### Instructions to follow
Please extend the llama.cpp contribution guide below, picking up right after its final sentence.

Contributing to llama.cpp

Overview

llama.cpp is a community-driven project that values high-quality contributions. This guide covers the contribution workflow, coding standards, and best practices for collaborating on the project.

The project has a strict AI usage policy. Pull requests that are fully or predominantly AI-generated are not accepted. See AI Usage Policy for details.

Contributor Levels

The project differentiates between three levels of contributors:

Contributors: People who have contributed before (no special privileges)
Collaborators (Triage): Contributors with significant contributions who may be responsible for some parts of the code and are expected to maintain and review contributions for the code they own
Maintainers: Responsible for reviewing and merging PRs after approval from code owners

AI Usage Policy

This project does not accept pull requests that are fully or predominantly AI-generated. AI tools may be utilized solely in an assistive capacity.

Code that is initially generated by AI and subsequently edited will still be considered AI-generated. AI assistance is permissible only when the majority of the code is authored by a human contributor, with AI employed exclusively for corrections or to expand on verbose modifications that the contributor has already conceptualized.

### Provided data
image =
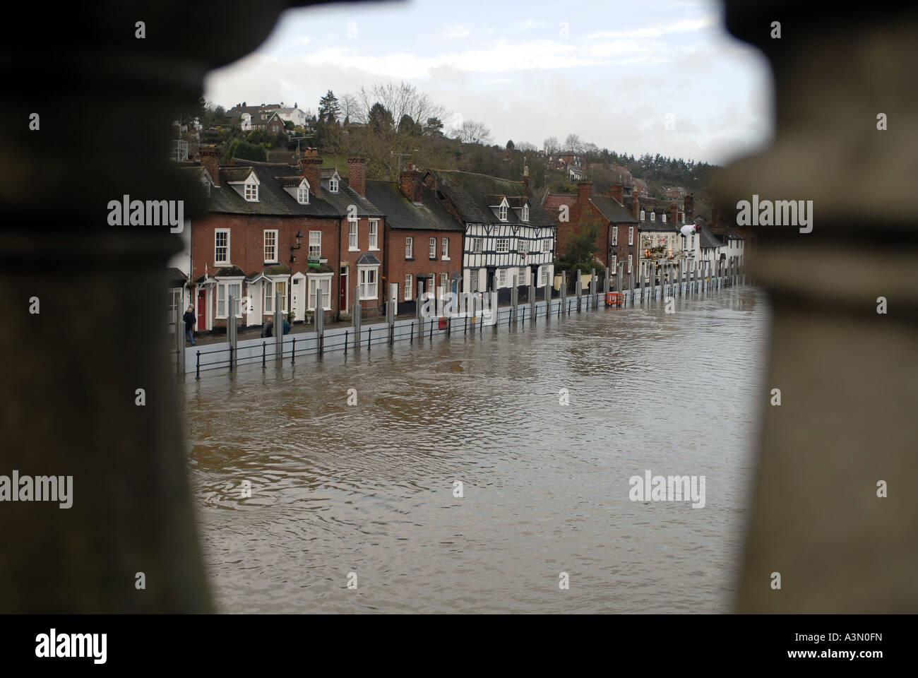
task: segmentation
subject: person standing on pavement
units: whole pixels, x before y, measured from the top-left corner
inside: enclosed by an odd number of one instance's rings
[[[185,321],[185,332],[188,335],[188,341],[191,342],[191,345],[195,345],[195,307],[190,305],[185,311],[185,315],[182,316],[182,320]]]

### Solved exercise
Requirements When Using AI

If AI is used to generate any portion of the code, contributors must:

Disclose AI usage

Explicitly disclose the manner in which AI was employed in your pull request description.

Manual review

Perform a comprehensive manual review prior to submitting the pull request.

Be prepared to explain

Be prepared to explain every line of code you submitted when asked by a maintainer.

No AI-written posts

Do not use AI to write bug reports, feature requests, pull request descriptions, GitHub discussions, or responses to humans.

For more information, refer to the AGENTS.md file in the repository.

Pull Request Workflow

Before Submitting Your PR

Search for existing PRs

Search for existing PRs to prevent duplicating efforts. Check both open and closed pull requests.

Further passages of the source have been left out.